Description of the task
Can you copy the Ceph storage page below word for word, from "or somesuch. ceph" up to and including "is rebalancing itself."?

Ceph Storage System¶
The ACM uses Ceph to manage its collection of storage. Ceph itself has extensive documentation.
Configuration¶
The global parameters of our ceph cluster are available for perusal in
file:///afs/acm.jhu.edu/readonly/group/admins.pub/ceph.conf . The various Ceph
worker nodes should all have /etc/ceph/ceph.conf
symlinked to that
location. (As usual, be sure to use the RO mountpoint for the benefits of
replication; see The Special Case of admins.pub for details.)
Note
This file should be kept up to date. Do note, however, that the
setting mon_host
gives the clients a list of possible mon locations;
only one of them must be correct for in order for an operation to
succeed, as the mons maintain their own address lists in the monmap
itself.
Authentication¶
Ceph rolls its own authentication and authorization layers, which is a bit
of a bummer, but it is what it is, I suppose. Thankfully, we don’t fiddle
with this often. You can inspect the database with ceph auth list
.
Warning
This list command displays secrets to the console and there does not seem to be an alternative or option to not!
Creating a New Ceph User¶
Run ceph auth add ${NAME}
with optional repetitions of ${CAPTY}
${CAPVAL}
following, e.g. mon "allow r" osd "allow class-read object_prefix
rbd_children"
or somesuch. ceph auth caps
can be used to change a user’s
caps later.
The equivalent of extracting a keytab is done with ceph auth get-key
.
Maintenance Tasks¶
Getting Cluster Status¶
On magellan or the other ceph worker (mon or osd) nodes, commands like ceph
status
or ceph status -w
will show you what’s up on the storage cluster
(and keep you up to date).
ceph pg dump_stuck
is useful while Ceph is rebalancing itself.
Identifying RBD Objects¶
Map RBD names to Ceph internal object identifier prefix (used by OSDs as part of the filename). Sometimes this works:
VNAME=volume-5612246f-a1ec-4faa-9a41-ac33876805bc
POOL=volumes_2
rados -p ${POOL} get rbd_id.${VNAME} - | strings
And sometimes you need to use the “dot rbd” object instead:
VNAME=home-1
POOL=rbdafs-home
rados -p ${POOL} get ${VNAME}.rbd - | strings | grep rb
Note
I have no idea why one and not the other; I suspect the latter is the older way of doing things?
Rebalancing Scrubs¶
You can see the days of the week that the last round of deep-scrubs occurred on with a command like the following (taken from http://cephnotes.ksperis.com/blog/2013/08/27/deep-scrub-distribution )
for date in `ceph pg dump | grep active | awk '{print $22}'`; do
date +%A -d $date;
done | sort | uniq -c
Re-balancing the ceph deep-scrub schedule may be done with something like the following. Note that this takes a week to run. “A week” comes from the fact that “osd deep scrub interval” is set, by default, to 1 week.

Recorded data

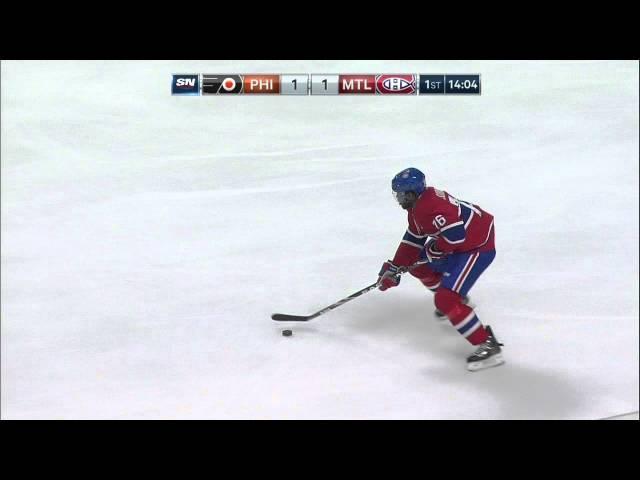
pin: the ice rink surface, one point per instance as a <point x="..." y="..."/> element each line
<point x="146" y="240"/>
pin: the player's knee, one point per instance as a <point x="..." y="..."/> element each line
<point x="425" y="274"/>
<point x="447" y="301"/>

Task response
or somesuch. ceph auth caps
can be used to change a user’s
caps later.
The equivalent of extracting a keytab is done with ceph auth get-key
.
Maintenance Tasks¶
Getting Cluster Status¶
On magellan or the other ceph worker (mon or osd) nodes, commands like ceph
status
or ceph status -w
will show you what’s up on the storage cluster
(and keep you up to date).
ceph pg dump_stuck
is useful while Ceph is rebalancing itself.